Instrução dada: Edite os registros trocando "leafy tree" por "broadleaf tree" e sem alterar mais nada. Deixe as imagens de fora da resposta.

Material da tarefa:
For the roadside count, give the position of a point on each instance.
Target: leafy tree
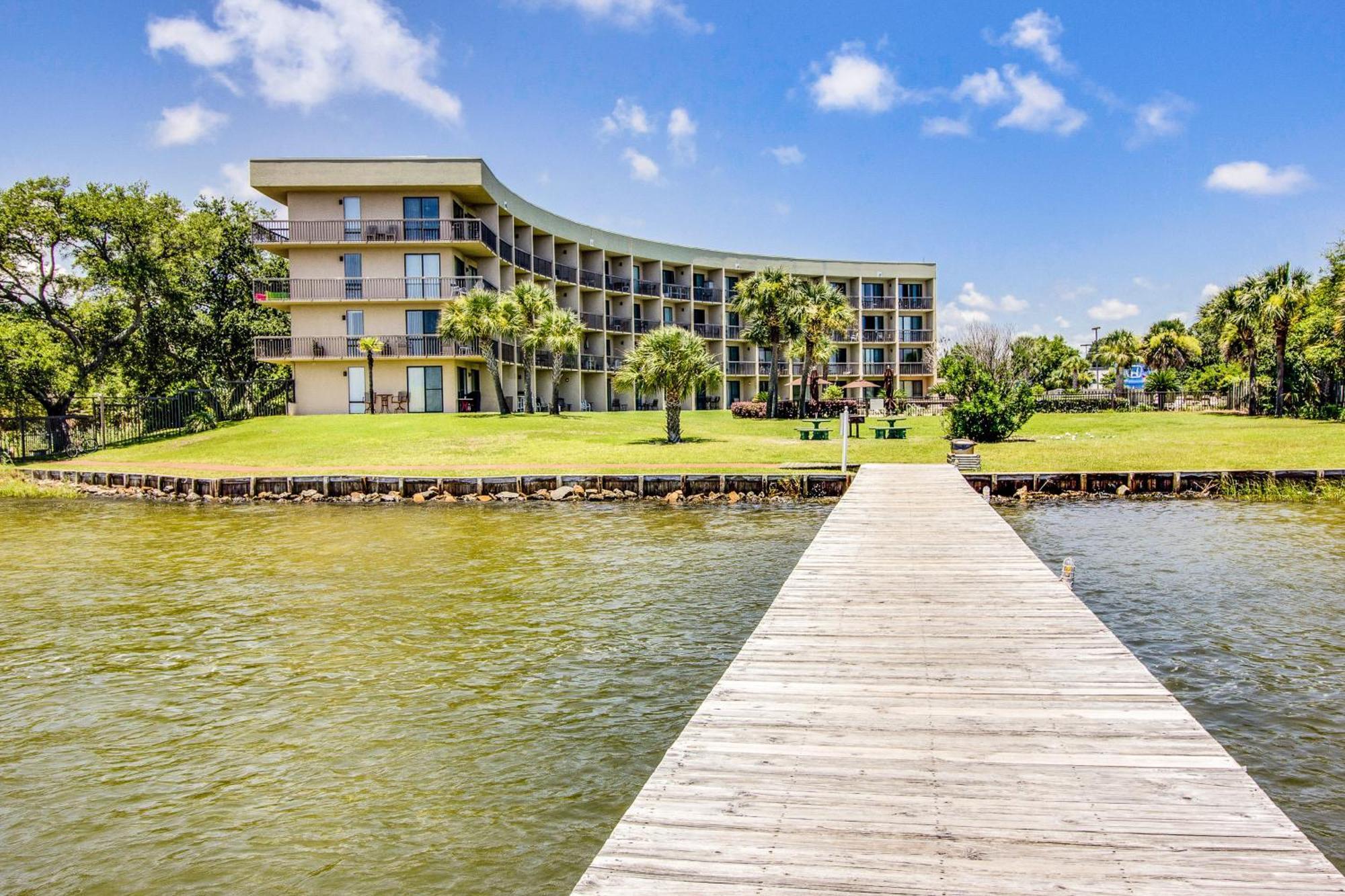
(989, 407)
(482, 318)
(673, 361)
(371, 346)
(821, 311)
(532, 300)
(562, 333)
(769, 304)
(1288, 298)
(88, 264)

Resposta completa:
For the roadside count, give the position of a point on each instance.
Target: broadleaf tree
(989, 407)
(482, 318)
(673, 361)
(371, 346)
(821, 311)
(532, 300)
(562, 333)
(769, 304)
(1288, 298)
(88, 264)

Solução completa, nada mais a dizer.